(Selected passage):

Patent document 1: JP 2000-254120 A

DISCLOSURE OF INVENTION

Problem to be Solved by the Invention

The conventional ultrasonic diagnostic apparatus has a problem in that relative sensitivities in the parallel reception are made non-uniform due to a deflection angle of a transmission beam.

To solve the foregoing problem of the prior art, it is an object of the present invention to provide an ultrasonic diagnostic apparatus that is configured so that the relative sensitivities in the parallel reception can be kept uniform irrespective of the deflection angle of the ultrasonic transmission beam.

Means for Solving Problem

An ultrasonic diagnostic apparatus of the present invention includes: a transducer array in which a plurality of transducers for transmitting an ultrasonic wave to a subject and receiving a reflected wave therefrom are arrayed; a delay addition unit for performing parallel reception by carrying out a delay addition operation with respect to reception signals obtained by the transducer array; and a deflection angle control unit for controlling a deflection angle for reception according to a setting for the delay addition operation carried out by the delay addition unit. The ultrasonic diagnostic apparatus is characterized in that the deflection angle control unit narrows an angle formed between a plurality of directions of directivities of reception in the parallel reception as a deflection angle of a transmission beam transmitted from the transducer array increases.

With this configuration, the non-uniformity of relative sensitivities in the parallel reception due to the deflection angle of the transmission beam can be reduced.

(Exercise directions):
Write the next part of the patent excerpt on the ultrasonic diagnostic apparatus, picking up after its last sentence. The records have nothing to do with this.

(Entries provided):
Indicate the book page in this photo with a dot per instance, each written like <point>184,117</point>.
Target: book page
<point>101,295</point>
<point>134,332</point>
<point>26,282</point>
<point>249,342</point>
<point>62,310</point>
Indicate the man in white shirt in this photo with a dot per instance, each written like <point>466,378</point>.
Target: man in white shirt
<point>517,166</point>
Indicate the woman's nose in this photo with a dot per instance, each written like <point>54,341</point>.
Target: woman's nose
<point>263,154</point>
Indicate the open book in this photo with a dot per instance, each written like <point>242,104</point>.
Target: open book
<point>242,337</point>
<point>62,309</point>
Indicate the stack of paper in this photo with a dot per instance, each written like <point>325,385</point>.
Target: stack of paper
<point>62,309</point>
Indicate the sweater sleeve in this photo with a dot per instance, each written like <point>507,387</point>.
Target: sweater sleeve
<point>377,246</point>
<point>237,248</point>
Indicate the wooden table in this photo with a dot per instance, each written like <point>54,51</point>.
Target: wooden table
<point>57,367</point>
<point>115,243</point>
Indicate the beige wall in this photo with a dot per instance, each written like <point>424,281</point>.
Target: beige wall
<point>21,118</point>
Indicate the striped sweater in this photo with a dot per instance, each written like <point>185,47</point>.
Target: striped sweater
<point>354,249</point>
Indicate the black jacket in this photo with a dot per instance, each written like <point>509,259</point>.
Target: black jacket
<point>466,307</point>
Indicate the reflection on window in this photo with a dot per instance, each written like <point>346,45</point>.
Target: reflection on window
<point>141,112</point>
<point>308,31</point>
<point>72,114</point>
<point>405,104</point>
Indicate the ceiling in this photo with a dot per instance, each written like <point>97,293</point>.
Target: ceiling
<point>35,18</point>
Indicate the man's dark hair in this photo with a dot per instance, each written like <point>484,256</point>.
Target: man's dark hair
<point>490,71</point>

(Answer to the problem):
The foregoing apparatus may be configured further so as to include a correction unit for performing control for changing sensitivity correction amounts for a plurality of reception signals in the parallel reception in a manner such that a decrease in a relative sensitivity in transmission-reception due to an increase in the deflection angle of the transmission beam is compensated.

The foregoing apparatus may be configured further so that the correction unit performs correction such that any of the plurality of reception signals received in a state such that angles between respective directions of reception directivities in the parallel reception and a direction of a directivity of the transmission beam (hereinafter referred to as transmission directivity in some cases) are equal to one another have relative sensitivities equal to one another.

With this configuration, the sensitivity correction can be carried out easily.

The foregoing deflection angle control unit may be configured further so as to perform control such that a difference between a deflection angle determining a direction of the transmission beam and a deflection angle determining a next direction of the transmission beam decreases as the deflection angle of the transmission beam increases.

The foregoing apparatus may be configured further so that the plurality of transducers are arrayed at least two-dimensionally, and a plurality of points at which the transmission beam crosses a projection face form lattice points that are arrayed two-dimensionally at uniform intervals.

With such configurations, in the case where a plurality of transducers arrayed two-dimensionally are used, differences between the deflection angles of neighboring directions of the transmission beam are narrowed as the deflection angle of the transmission beam increases. Consequently, the relative sensitivities in the parallel reception can be kept uniform irrespective of the deflection angle.

EFFECTS OF THE INVENTION

According to the present invention, it is possible to provide an ultrasonic diagnostic apparatus that is configured so that the relative sensitivities in the parallel reception can be kept uniform irrespective of the deflection angle of the ultrasonic transmission beam.

BRIEF DESCRIPTION OF DRAWINGS

FIG. 1 is a block diagram showing a configuration of a reception front end of an ultrasonic diagnostic apparatus according to Embodiment 1.

FIG. 2 is a diagram showing a configuration of a sub-array according to Embodiment 1.

FIG. 3 is a graph showing azimuth angle dependence of a relative sensitivity in the parallel reception in Embodiment 1.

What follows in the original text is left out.